■ **TASK DETAILS**
Report, as a number alone, how many lines of the material below contain the word "dark"; only exact-case matches count.

■ **MATERIAL FOR THIS EXERCISE**
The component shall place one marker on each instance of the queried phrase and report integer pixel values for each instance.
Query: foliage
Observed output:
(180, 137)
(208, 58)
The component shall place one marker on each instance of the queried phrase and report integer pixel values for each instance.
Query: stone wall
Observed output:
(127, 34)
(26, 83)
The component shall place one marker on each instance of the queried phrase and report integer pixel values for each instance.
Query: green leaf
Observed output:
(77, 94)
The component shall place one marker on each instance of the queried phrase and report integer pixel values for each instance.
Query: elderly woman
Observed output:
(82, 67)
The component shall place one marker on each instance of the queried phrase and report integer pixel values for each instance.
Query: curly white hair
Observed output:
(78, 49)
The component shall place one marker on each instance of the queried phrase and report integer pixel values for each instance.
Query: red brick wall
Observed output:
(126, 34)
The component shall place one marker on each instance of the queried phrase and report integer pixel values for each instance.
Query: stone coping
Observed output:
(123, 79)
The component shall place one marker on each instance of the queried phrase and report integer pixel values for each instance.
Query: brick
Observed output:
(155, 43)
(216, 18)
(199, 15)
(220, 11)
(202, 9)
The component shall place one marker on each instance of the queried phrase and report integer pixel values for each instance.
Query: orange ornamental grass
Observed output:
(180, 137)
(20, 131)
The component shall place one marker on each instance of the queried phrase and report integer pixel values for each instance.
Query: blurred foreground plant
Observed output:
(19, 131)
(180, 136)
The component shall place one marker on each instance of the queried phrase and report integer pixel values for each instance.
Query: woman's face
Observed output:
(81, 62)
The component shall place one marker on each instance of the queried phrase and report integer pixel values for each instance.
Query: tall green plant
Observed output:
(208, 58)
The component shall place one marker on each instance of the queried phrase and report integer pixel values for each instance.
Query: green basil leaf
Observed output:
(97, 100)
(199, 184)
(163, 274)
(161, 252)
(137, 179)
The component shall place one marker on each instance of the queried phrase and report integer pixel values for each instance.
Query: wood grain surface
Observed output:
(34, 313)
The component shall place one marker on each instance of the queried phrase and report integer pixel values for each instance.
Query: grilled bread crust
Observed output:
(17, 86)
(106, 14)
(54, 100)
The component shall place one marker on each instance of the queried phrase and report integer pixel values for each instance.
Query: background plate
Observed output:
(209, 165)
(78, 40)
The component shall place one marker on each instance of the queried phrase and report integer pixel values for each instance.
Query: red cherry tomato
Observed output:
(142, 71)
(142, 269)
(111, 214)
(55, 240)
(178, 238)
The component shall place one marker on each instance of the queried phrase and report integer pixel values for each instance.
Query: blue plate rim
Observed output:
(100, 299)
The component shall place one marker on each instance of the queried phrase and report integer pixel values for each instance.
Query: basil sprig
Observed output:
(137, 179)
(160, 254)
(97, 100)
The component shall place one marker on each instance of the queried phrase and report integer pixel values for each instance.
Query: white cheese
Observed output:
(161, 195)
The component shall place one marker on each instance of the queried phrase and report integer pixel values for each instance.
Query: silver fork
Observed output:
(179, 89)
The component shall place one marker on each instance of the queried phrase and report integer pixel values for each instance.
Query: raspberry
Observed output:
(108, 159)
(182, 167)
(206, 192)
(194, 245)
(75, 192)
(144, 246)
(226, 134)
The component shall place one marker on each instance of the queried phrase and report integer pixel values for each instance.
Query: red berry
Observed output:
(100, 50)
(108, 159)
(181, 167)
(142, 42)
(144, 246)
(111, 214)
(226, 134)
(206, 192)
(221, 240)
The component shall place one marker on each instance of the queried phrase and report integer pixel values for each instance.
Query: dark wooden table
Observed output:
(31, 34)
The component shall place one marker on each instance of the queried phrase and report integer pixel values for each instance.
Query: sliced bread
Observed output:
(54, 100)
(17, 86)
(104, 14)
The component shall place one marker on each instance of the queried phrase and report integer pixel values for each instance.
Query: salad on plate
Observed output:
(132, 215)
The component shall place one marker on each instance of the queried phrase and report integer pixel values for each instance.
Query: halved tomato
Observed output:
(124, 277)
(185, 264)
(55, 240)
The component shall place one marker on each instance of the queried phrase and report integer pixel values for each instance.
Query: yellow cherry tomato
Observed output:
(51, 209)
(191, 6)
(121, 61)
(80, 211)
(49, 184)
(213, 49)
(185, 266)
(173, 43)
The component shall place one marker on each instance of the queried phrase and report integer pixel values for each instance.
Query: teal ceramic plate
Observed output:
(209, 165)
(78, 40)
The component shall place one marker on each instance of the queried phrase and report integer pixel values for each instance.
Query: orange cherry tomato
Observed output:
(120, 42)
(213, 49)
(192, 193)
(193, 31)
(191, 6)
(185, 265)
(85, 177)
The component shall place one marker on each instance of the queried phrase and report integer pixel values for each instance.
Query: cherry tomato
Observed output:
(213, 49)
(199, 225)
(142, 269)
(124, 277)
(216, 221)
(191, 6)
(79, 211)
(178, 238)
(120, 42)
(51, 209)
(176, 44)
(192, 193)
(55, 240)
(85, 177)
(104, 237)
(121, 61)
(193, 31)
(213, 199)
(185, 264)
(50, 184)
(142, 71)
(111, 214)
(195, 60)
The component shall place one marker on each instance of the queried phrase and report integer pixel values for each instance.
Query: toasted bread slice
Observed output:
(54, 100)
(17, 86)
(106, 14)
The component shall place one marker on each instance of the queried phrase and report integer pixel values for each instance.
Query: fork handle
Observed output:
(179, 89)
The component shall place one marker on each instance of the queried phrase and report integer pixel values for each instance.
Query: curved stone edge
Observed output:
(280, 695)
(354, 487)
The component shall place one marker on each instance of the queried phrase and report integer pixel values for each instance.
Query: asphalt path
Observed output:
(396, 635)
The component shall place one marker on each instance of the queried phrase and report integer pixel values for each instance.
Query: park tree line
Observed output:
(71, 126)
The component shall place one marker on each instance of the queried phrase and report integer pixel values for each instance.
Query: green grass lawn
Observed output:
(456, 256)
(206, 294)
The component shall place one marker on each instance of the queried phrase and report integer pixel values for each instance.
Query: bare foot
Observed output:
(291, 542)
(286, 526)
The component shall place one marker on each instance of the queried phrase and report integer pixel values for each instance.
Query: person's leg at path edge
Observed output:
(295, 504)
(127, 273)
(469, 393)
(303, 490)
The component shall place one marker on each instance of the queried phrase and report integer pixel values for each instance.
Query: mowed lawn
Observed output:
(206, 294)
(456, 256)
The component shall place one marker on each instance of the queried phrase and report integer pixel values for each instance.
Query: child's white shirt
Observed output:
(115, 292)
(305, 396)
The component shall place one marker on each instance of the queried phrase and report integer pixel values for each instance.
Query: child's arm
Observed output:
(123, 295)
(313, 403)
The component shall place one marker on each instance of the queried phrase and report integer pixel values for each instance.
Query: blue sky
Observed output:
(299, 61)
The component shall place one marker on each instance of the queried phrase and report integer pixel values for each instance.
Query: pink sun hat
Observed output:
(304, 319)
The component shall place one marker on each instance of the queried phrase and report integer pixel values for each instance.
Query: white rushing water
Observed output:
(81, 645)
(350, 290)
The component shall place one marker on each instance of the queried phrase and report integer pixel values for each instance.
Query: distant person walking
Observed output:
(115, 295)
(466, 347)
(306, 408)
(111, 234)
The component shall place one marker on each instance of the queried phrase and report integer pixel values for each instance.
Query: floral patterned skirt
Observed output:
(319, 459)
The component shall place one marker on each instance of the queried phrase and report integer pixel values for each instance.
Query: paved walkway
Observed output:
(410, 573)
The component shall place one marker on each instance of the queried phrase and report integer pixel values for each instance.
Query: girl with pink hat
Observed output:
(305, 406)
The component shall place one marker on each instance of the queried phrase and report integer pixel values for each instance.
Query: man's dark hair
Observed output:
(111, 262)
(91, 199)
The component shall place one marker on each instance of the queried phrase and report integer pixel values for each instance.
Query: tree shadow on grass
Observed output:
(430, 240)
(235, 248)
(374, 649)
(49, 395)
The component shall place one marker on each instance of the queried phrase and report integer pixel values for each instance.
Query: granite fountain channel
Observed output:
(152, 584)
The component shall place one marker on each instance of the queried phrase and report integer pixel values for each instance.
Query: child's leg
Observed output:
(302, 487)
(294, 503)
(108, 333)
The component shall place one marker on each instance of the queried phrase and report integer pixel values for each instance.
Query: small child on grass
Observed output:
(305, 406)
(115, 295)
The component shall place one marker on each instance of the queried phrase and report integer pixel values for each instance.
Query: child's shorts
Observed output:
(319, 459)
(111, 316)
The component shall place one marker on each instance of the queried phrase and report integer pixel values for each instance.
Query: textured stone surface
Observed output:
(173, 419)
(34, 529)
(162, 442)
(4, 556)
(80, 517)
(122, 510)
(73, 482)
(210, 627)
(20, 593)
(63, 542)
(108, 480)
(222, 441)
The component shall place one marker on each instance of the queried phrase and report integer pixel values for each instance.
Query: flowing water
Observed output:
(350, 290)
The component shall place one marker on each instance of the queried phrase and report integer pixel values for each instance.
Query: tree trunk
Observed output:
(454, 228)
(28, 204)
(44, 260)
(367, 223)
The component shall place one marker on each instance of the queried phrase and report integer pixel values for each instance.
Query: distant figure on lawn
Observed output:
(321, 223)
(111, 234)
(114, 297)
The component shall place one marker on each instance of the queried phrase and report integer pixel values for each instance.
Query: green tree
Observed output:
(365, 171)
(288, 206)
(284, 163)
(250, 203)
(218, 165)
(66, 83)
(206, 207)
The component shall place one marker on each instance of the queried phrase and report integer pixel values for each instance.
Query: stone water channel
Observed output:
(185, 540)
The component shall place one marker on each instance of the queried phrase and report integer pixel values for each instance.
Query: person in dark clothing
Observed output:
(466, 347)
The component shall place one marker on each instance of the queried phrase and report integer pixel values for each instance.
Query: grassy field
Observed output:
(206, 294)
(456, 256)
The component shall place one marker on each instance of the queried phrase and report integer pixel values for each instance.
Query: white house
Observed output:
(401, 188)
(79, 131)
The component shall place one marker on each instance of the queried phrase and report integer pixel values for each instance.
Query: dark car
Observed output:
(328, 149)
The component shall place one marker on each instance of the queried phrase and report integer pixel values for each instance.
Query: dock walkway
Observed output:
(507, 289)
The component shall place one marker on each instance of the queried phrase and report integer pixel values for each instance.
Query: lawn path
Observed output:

■ **SOLUTION**
4